[BEGIN Raw records]

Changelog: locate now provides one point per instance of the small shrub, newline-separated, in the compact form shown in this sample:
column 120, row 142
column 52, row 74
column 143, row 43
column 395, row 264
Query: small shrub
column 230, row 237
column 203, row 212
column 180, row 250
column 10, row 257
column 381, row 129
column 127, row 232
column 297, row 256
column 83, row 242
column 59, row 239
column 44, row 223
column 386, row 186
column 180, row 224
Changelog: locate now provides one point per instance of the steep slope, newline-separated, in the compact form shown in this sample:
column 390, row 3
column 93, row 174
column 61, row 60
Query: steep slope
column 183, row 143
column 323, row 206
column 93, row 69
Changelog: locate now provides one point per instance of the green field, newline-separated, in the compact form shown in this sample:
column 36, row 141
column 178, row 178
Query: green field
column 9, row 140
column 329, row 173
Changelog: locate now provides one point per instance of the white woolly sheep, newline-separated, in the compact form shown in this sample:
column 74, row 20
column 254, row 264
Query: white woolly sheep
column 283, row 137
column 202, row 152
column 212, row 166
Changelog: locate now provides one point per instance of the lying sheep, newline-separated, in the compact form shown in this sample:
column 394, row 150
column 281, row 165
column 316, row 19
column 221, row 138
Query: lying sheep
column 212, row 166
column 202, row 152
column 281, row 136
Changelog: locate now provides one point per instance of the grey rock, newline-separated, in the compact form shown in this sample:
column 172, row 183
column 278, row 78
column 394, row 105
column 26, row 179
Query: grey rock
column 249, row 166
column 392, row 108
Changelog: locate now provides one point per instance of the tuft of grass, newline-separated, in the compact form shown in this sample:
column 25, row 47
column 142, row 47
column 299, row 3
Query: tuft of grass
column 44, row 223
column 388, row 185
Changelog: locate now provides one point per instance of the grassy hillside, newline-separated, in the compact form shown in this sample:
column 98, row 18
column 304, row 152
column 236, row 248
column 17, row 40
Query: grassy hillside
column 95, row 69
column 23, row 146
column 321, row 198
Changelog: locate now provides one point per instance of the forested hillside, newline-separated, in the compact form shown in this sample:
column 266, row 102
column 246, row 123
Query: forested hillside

[END Raw records]

Given request.
Rewrite every one of the rows above, putting "Update" wherever "Changelog" appears and keeping all other text the same.

Finished task.
Update: locate now provides one point per instance of the small shrub, newline-separated, in the compact form shown in this sample:
column 120, row 142
column 52, row 74
column 143, row 43
column 395, row 264
Query: small shrub
column 230, row 237
column 203, row 212
column 180, row 250
column 10, row 257
column 381, row 129
column 127, row 232
column 297, row 256
column 83, row 242
column 59, row 239
column 44, row 223
column 386, row 186
column 180, row 224
Update: locate now provides one point per instance of the steep slope, newline-separated, in the compact form shown in this sample:
column 390, row 3
column 93, row 174
column 61, row 60
Query: steep slope
column 183, row 143
column 323, row 206
column 93, row 69
Update: locate now provides one point per instance of the green field, newline-separated, in the compact form shown in this sample:
column 36, row 141
column 178, row 178
Query: green field
column 9, row 140
column 329, row 173
Update: locate now provides one point per instance of the white woolly sheep, newline-separated, in the compact form shown in this sample:
column 74, row 20
column 254, row 264
Query: white woolly sheep
column 283, row 137
column 202, row 152
column 212, row 166
Update: locate now provides one point per instance of the lying sheep, newline-separated, in the compact form shown in this sample:
column 394, row 150
column 281, row 165
column 316, row 19
column 221, row 138
Query: lying sheep
column 212, row 166
column 202, row 152
column 281, row 136
Update: locate now provides one point per instance of the grey rock, newline-separated, in the compact form shown in this sample:
column 172, row 183
column 278, row 78
column 394, row 105
column 26, row 179
Query: grey rock
column 249, row 166
column 392, row 108
Update: locate now provides one point per instance of the tuft of grass, newline-separated, in the compact form shown in this sample:
column 25, row 47
column 142, row 47
column 299, row 3
Query: tuft of grass
column 44, row 223
column 388, row 185
Update: locate now provides one point per instance of the grassy hillside, newline-separated, in the compact form shown in this sample:
column 98, row 18
column 304, row 152
column 236, row 248
column 17, row 40
Query: grassy hillside
column 95, row 69
column 23, row 146
column 321, row 198
Update: locate now provides one point per instance of the forested hillside, newline-separated, in the compact form shown in this sample:
column 266, row 102
column 246, row 123
Query: forested hillside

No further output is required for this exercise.